### Written request
Reproduce each of the following items verbatim, line for line, with no alterations.

Position identification items:
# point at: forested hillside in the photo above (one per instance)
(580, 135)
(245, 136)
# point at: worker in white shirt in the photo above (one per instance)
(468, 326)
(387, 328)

### Final result
# point at: forested hillside in the photo above (one per instance)
(580, 135)
(245, 136)
# point at: worker in white shirt in the photo above (one per instance)
(468, 326)
(387, 328)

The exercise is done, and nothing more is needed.